▶ **Work to be completed**:
Reproduce each of the items below verbatim, leaving out the pictures.

▶ **Records for this exercise**:
- - -
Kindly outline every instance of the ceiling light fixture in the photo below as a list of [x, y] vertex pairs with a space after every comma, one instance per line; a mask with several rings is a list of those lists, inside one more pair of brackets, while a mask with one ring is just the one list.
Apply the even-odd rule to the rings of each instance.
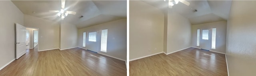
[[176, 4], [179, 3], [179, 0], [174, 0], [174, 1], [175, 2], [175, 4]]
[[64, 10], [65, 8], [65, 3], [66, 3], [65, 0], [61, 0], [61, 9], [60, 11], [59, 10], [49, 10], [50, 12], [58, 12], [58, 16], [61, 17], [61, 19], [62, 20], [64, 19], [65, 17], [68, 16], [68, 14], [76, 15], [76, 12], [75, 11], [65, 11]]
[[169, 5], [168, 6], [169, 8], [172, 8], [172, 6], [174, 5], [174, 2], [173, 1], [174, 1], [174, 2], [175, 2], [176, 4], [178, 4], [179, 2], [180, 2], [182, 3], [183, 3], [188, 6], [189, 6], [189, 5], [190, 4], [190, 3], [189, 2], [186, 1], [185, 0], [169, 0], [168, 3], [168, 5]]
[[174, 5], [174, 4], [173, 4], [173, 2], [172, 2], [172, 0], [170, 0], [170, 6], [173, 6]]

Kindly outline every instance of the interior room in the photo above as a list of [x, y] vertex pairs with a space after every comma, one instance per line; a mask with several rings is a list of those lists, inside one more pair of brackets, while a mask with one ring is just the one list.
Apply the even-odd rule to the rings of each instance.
- - -
▶ **The response**:
Kindly outline every instance of the ceiling light fixture in the photo below as a list of [x, y] vertex pairs with a space after every comma, one instance per line; a mask with several rings is a list of those lists, inside one more pair of brackets, while a mask with one ring is just the one list.
Apply the even-odd rule to the rings of each instance.
[[176, 4], [179, 3], [179, 0], [174, 0], [174, 1], [175, 2], [175, 4]]
[[64, 10], [65, 8], [65, 3], [66, 3], [65, 0], [61, 0], [61, 9], [60, 11], [59, 10], [49, 10], [50, 12], [58, 12], [58, 16], [61, 17], [61, 19], [62, 20], [64, 19], [65, 17], [68, 16], [68, 14], [76, 15], [76, 12], [75, 11], [65, 11]]
[[169, 5], [168, 6], [169, 8], [172, 8], [172, 6], [174, 5], [174, 2], [173, 1], [174, 1], [174, 2], [175, 2], [176, 4], [178, 4], [179, 2], [180, 2], [182, 3], [183, 3], [188, 6], [189, 6], [189, 5], [190, 4], [190, 3], [189, 2], [186, 1], [185, 0], [169, 0], [168, 3], [168, 5]]
[[174, 5], [174, 4], [173, 4], [173, 2], [172, 2], [172, 0], [170, 0], [170, 6], [173, 6]]

Kindly outline every instance of the interior room in the photo above as a list of [x, y] vertex pairs with a space after every comma, one instance per line; a mask with several rings is a list of those lists, inside one more pair of brackets, while a mask with one ring is just the one list.
Apply the even-odd rule to the rings of each instance.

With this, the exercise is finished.